Consigne 1: Résumez en deux phrases l'extrait sur le scrutin présidentiel.
Consigne 2: Prolongez l'extrait sur le scrutin présidentiel à la suite de sa dernière phrase.

Texte extrait:
---+---

La présidentielle oppose notamment son dauphin désigné et candidat du parti au pouvoir CNDD-FDD, le général Évariste Ndayishimiye, 52 ans, au chef de l’opposition et président du Conseil national pour la liberté (CNL), Agathon Rwasa, 56 ans, qui ont tous les deux voté dans la matinée.

Le scrutin se déroule en grande partie à huis clos: le gouvernement a rejeté toute mission d’observation de l’ONU ou de l’Union africaine et l’accès aux réseaux sociaux les plus populaires (WhatsApp, Twitter, Facebook) était bloqué, sauf à recourir à un réseau privé virtuel (VPN).

« Je suis heureux d’avoir pu voter pour le candidat de mon choix aujourd’hui, même si j’ai peur de ce qui se prépare puisqu’on a coupé les réseaux sociaux », a déclaré Patrice, enseignant du primaire de 30 ans, à Ngozi (Nord), estimant que « le pays a besoin de sang nouveau ».

De son côté, Gertrude, militante d’une quarantaine d’années du CNDD-FDD, rencontrée à l’école de Nyabihanga dans la province de Mwaro (centre), expliquait son choix: « Je viens de voter pour +Samuragwa+ (« l’héritier ») pour qu’il perpétue l’héritage de notre président Pierre Nkurunziza ».

Le CNL d’Agathon Rwasa a dénoncé les pressions à l’encontre de ses observateurs électoraux ainsi que des fraudes, en particulier dans les provinces de Rumonge (sud-ouest) et Bujumbura-Rural (ouest).

---+---

Données fournies:
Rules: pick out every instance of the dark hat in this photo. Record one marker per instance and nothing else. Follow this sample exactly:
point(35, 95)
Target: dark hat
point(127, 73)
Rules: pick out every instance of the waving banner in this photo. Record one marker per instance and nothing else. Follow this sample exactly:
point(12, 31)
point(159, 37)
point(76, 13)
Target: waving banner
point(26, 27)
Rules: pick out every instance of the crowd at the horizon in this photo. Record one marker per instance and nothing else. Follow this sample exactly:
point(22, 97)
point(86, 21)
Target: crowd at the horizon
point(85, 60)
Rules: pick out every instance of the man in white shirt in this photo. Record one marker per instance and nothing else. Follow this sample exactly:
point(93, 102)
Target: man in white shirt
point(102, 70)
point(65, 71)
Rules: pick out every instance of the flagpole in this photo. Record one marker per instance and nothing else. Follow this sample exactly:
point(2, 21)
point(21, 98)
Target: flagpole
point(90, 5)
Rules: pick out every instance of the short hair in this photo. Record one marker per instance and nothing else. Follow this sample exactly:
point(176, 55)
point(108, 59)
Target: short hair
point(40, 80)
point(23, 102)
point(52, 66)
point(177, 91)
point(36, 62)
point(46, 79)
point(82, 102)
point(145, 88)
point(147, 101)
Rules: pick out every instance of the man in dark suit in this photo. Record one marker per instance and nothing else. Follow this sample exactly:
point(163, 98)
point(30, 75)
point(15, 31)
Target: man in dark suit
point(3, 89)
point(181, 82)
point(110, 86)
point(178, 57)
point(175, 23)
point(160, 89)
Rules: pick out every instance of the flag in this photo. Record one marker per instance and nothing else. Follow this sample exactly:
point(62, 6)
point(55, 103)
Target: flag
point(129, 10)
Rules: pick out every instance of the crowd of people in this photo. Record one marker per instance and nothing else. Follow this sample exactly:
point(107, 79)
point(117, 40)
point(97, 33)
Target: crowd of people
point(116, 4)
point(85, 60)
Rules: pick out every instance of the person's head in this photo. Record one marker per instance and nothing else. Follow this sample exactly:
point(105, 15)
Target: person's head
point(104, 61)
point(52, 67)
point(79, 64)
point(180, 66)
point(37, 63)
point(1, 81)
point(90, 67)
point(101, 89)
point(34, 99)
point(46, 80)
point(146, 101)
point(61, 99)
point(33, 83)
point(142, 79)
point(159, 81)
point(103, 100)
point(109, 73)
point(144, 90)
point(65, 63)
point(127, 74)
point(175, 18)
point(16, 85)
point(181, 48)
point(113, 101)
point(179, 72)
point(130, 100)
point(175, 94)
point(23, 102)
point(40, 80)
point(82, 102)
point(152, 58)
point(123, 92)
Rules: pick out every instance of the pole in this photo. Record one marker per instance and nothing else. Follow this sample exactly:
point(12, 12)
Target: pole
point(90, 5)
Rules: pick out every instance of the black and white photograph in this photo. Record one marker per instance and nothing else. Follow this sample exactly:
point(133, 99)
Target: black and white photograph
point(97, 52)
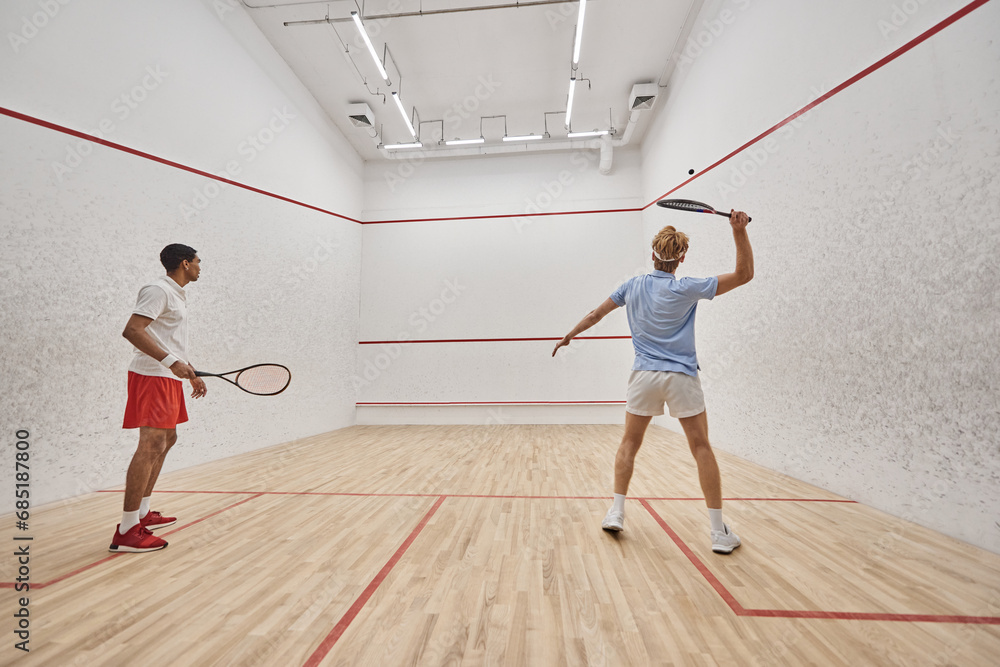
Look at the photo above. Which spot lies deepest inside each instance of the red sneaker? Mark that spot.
(136, 540)
(154, 520)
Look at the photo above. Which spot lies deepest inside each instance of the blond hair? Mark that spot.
(671, 245)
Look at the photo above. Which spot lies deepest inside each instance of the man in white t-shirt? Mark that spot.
(158, 330)
(661, 312)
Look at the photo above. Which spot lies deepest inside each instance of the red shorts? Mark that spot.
(154, 401)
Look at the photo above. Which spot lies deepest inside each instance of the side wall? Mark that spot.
(497, 279)
(83, 224)
(863, 356)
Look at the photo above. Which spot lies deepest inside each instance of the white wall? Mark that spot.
(863, 358)
(83, 226)
(511, 277)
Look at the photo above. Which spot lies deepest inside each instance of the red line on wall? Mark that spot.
(485, 340)
(503, 215)
(854, 79)
(823, 98)
(345, 621)
(740, 610)
(170, 163)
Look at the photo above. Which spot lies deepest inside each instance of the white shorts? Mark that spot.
(649, 390)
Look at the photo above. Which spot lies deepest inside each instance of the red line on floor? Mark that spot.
(503, 215)
(485, 340)
(364, 494)
(740, 610)
(823, 98)
(345, 621)
(77, 571)
(170, 163)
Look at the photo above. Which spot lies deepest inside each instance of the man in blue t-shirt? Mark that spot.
(661, 312)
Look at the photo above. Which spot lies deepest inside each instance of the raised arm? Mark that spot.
(589, 320)
(744, 255)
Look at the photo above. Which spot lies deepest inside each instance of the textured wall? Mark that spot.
(82, 227)
(500, 278)
(863, 358)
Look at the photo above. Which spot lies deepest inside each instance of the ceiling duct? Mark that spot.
(642, 96)
(361, 115)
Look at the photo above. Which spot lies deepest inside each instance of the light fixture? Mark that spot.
(368, 43)
(579, 33)
(569, 103)
(402, 112)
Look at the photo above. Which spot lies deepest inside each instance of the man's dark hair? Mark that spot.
(175, 253)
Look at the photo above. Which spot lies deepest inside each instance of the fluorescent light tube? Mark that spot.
(402, 112)
(579, 32)
(368, 43)
(569, 103)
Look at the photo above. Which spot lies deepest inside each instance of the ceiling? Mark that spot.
(457, 68)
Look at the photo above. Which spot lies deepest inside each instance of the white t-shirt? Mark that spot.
(164, 302)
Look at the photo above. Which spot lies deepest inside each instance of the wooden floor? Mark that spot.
(481, 545)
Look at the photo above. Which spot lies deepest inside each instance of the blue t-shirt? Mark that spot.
(661, 312)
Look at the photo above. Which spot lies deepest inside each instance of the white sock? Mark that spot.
(619, 505)
(716, 517)
(129, 519)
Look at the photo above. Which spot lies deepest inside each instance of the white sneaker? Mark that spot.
(614, 520)
(724, 542)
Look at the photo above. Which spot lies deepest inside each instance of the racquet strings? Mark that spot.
(264, 379)
(686, 205)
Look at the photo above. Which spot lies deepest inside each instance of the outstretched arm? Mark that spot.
(591, 318)
(744, 255)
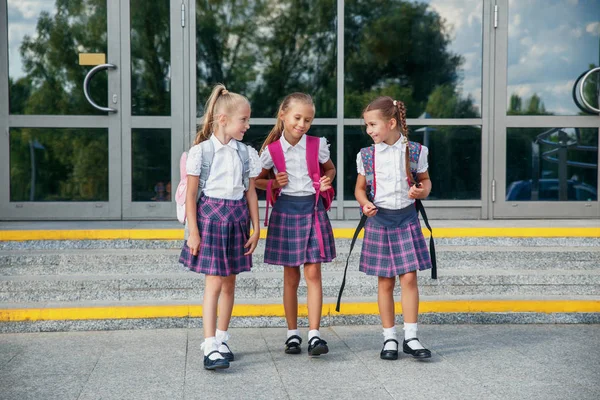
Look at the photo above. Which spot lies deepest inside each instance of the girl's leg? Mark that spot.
(314, 283)
(385, 301)
(212, 289)
(291, 281)
(410, 297)
(226, 301)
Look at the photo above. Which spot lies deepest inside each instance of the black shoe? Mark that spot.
(389, 354)
(228, 355)
(420, 353)
(317, 346)
(293, 347)
(219, 363)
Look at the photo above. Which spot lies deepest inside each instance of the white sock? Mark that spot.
(312, 333)
(292, 332)
(209, 345)
(390, 333)
(410, 332)
(222, 336)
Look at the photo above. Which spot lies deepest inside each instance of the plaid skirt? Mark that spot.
(292, 238)
(394, 244)
(224, 227)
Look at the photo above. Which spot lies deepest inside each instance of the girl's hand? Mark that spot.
(251, 243)
(325, 183)
(369, 209)
(416, 192)
(281, 180)
(193, 243)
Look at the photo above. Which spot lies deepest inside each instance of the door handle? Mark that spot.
(86, 84)
(578, 89)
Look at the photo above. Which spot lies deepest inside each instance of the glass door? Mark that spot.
(87, 110)
(59, 148)
(546, 109)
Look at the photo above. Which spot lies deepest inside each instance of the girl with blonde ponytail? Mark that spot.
(299, 230)
(219, 210)
(393, 244)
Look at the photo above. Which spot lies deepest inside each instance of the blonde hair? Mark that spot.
(393, 109)
(277, 130)
(221, 101)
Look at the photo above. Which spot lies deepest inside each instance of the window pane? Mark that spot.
(257, 135)
(553, 164)
(550, 43)
(44, 40)
(454, 159)
(58, 164)
(425, 53)
(267, 50)
(151, 165)
(150, 58)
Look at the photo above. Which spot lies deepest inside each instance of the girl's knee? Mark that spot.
(409, 279)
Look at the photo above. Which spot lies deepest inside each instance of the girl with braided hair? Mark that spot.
(393, 245)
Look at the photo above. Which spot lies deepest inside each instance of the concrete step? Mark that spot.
(189, 286)
(164, 261)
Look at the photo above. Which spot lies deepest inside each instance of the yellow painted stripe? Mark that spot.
(340, 233)
(276, 310)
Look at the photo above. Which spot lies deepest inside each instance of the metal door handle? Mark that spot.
(86, 83)
(579, 82)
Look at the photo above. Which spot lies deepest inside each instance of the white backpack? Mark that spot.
(208, 152)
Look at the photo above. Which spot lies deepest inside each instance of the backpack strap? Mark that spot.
(414, 152)
(245, 159)
(276, 153)
(312, 163)
(208, 153)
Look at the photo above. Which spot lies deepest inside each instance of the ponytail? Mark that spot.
(221, 101)
(277, 130)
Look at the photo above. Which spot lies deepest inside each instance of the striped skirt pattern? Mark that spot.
(224, 227)
(292, 237)
(394, 244)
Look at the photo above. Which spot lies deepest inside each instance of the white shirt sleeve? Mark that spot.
(324, 154)
(255, 164)
(194, 161)
(423, 165)
(265, 159)
(359, 167)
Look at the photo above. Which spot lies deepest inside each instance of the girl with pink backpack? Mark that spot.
(220, 202)
(299, 230)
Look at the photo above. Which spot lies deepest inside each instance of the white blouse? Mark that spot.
(225, 178)
(390, 174)
(299, 182)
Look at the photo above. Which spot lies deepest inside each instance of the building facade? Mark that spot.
(99, 98)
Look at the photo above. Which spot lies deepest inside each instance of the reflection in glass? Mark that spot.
(257, 135)
(150, 58)
(44, 40)
(151, 165)
(454, 159)
(549, 45)
(266, 50)
(58, 164)
(552, 164)
(425, 53)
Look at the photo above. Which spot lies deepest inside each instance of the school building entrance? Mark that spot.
(98, 98)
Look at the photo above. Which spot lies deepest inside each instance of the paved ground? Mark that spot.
(469, 362)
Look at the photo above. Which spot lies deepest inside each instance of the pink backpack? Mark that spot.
(315, 170)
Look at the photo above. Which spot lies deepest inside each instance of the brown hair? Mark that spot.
(277, 130)
(393, 109)
(221, 101)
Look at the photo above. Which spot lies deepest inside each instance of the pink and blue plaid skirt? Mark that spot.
(224, 227)
(394, 244)
(292, 238)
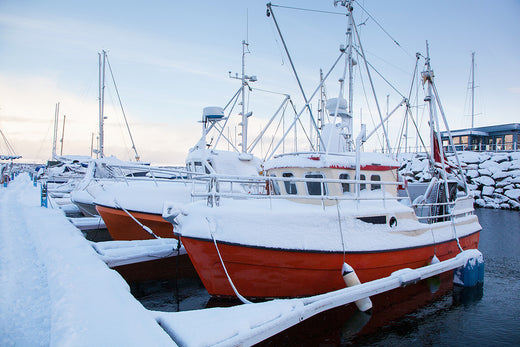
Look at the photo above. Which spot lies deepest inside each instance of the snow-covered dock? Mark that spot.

---+---

Résultat 1: La présidentielle oppose notamment le général Évariste Ndayishimiye, candidat du CNDD-FDD au pouvoir, à Agathon Rwasa, chef de l'opposition et président du CNL. Elle se déroule en grande partie à huis clos, sans mission d'observation de l'ONU ni de l'Union africaine et avec l'accès aux principaux réseaux sociaux bloqué, tandis que le CNL dénonce des pressions sur ses observateurs et des fraudes, en particulier à Rumonge et à Bujumbura-Rural.

Résultat 2:
– Grâce divine –

« Depuis ce matin, au moins 40% de ceux qui étaient en train de superviser les élections ont été chassés des bureaux de vote », a dénoncé auprès de l’AFP Obed Ntakiyiruta, député et représentant du CNL à Rumonge.

« A certains endroits, on a assisté à des bourrages d’urnes. Ailleurs les gens n’ont pas le droit de s’isoler pour voter et subissent des pressions pour voter pour le parti au pouvoir », a poursuivi M. Ntakiyiruta. Ces informations ont été confirmées par un journaliste indépendant et des témoins sur place.

Ces élections générales sont organisées en dépit de la pandémie de Covid-19: non seulement le Burundi n’a pas imposé le confinement de ses quelque 11 millions d’habitants, contrairement à certains de ses voisins, mais la fièvre électorale a donné lieu à des rassemblements de milliers de personnes sans mesures de distanciation sociale.

Le gouvernement a assuré que le pays était protégé par la « grâce divine ». Il recense officiellement 42 cas, pour un seul décès, mais est accusé par des médecins sur place de minimiser la gravité de la situation. Il a même fait expulser la semaine dernière l’équipe de l’Organisation mondiale de la santé (OMS) chargée de le conseiller sur l’épidémie.

La campagne, émaillée de violences et d’arrestations arbitraires, a été d’autant plus tendue que la concurrence est réelle pour la présidence, avec parmi les sept candidats en lice un duel disputé entre le général Ndayishimiye et Agathon Rwasa.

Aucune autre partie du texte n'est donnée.